** begin **
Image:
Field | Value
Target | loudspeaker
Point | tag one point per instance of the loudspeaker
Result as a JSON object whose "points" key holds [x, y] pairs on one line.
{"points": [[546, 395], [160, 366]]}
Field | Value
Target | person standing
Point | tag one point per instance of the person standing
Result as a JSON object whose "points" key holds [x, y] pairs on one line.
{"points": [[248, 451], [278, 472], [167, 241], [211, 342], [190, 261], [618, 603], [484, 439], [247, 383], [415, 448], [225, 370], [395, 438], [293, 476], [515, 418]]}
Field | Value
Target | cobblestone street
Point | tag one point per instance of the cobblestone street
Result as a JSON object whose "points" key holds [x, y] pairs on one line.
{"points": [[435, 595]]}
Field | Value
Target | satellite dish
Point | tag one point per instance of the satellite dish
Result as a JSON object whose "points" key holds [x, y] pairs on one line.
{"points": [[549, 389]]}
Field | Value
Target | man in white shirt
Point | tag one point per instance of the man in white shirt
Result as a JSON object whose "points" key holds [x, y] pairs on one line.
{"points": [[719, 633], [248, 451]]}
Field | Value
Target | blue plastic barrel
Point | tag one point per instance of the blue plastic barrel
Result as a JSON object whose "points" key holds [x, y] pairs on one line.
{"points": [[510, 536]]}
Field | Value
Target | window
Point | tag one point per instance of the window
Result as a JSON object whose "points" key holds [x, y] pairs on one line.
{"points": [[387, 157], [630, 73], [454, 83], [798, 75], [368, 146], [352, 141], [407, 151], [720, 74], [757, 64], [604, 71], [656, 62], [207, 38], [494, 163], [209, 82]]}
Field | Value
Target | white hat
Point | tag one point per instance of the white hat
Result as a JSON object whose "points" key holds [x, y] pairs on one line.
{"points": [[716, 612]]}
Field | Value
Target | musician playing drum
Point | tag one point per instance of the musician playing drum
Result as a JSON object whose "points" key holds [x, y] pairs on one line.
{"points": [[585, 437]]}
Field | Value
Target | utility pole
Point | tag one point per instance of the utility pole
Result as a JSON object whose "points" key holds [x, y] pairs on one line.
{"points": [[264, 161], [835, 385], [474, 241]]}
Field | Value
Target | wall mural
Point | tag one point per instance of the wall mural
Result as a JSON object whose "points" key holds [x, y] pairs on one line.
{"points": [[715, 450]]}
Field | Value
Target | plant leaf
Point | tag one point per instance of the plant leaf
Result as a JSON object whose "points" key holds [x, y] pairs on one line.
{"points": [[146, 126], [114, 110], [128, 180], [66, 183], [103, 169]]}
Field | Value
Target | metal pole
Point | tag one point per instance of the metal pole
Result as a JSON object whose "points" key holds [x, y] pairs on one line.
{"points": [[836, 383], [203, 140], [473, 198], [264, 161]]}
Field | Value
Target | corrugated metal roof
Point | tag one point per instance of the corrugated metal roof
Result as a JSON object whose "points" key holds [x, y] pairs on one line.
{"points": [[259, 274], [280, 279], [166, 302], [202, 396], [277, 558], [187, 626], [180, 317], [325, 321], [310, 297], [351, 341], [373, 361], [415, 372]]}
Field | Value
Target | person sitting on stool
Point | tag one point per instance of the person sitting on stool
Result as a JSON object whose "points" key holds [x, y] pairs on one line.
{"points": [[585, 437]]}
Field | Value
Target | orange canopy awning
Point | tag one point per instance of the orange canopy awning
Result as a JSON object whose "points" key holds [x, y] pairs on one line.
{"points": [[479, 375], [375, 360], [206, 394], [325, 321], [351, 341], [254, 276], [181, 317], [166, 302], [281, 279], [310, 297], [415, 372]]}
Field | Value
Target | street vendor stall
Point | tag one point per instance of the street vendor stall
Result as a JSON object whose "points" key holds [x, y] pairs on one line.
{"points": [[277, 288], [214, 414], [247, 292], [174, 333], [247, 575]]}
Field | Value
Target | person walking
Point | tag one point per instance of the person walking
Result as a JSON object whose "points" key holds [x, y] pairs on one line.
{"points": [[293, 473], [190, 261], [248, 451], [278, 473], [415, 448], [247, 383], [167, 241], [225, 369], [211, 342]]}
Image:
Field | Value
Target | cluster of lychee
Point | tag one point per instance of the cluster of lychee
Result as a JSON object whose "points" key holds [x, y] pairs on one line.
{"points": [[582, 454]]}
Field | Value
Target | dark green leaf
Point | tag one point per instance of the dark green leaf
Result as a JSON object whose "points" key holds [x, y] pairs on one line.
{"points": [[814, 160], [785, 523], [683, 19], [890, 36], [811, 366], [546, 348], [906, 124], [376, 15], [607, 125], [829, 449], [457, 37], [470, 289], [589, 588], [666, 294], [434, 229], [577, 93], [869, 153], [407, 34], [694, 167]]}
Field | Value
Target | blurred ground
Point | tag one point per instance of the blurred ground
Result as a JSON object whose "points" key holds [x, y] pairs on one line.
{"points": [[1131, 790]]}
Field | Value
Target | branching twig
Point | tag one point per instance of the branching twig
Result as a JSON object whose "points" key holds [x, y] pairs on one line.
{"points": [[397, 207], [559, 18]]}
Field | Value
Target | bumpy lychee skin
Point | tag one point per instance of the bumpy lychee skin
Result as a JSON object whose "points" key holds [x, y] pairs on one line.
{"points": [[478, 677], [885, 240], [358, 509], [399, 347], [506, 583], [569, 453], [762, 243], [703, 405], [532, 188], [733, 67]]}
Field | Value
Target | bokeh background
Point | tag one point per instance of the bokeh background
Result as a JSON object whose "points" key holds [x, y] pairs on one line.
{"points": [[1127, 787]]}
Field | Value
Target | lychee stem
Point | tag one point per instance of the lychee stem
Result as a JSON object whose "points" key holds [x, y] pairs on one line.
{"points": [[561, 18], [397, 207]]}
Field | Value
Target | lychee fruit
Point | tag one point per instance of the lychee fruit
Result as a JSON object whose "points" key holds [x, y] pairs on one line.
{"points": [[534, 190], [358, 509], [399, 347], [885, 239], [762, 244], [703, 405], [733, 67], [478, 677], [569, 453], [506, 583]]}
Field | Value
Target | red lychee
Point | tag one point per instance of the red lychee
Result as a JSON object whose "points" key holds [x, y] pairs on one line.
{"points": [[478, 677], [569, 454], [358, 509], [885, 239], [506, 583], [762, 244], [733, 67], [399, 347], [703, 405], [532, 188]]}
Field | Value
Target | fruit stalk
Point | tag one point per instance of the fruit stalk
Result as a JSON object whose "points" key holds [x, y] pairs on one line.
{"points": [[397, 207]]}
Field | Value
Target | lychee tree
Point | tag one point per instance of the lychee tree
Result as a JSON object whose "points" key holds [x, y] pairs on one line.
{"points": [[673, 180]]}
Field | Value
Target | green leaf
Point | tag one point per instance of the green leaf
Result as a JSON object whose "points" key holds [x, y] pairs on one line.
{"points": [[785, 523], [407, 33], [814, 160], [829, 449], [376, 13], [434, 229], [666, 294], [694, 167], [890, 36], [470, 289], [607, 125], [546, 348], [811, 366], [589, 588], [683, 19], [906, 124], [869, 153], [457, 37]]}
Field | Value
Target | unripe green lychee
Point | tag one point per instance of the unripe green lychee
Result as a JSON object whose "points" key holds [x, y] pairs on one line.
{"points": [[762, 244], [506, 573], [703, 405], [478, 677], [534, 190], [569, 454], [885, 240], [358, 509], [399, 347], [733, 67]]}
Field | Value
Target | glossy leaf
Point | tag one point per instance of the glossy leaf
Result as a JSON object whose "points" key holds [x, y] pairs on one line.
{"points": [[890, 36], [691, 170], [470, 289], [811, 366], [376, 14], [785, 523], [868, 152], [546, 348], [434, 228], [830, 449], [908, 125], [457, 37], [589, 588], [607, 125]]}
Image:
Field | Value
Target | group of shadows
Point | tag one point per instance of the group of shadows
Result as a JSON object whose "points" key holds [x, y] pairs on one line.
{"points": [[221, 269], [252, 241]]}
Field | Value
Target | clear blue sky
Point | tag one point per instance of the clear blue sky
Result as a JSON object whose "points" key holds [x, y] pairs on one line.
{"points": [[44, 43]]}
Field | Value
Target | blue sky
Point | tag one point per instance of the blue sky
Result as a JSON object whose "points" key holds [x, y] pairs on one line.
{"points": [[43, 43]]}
** end **
Task to complete:
How many lines in the lines above contain the string "loudspeaker", counting case? Give only the number.

The reply:
2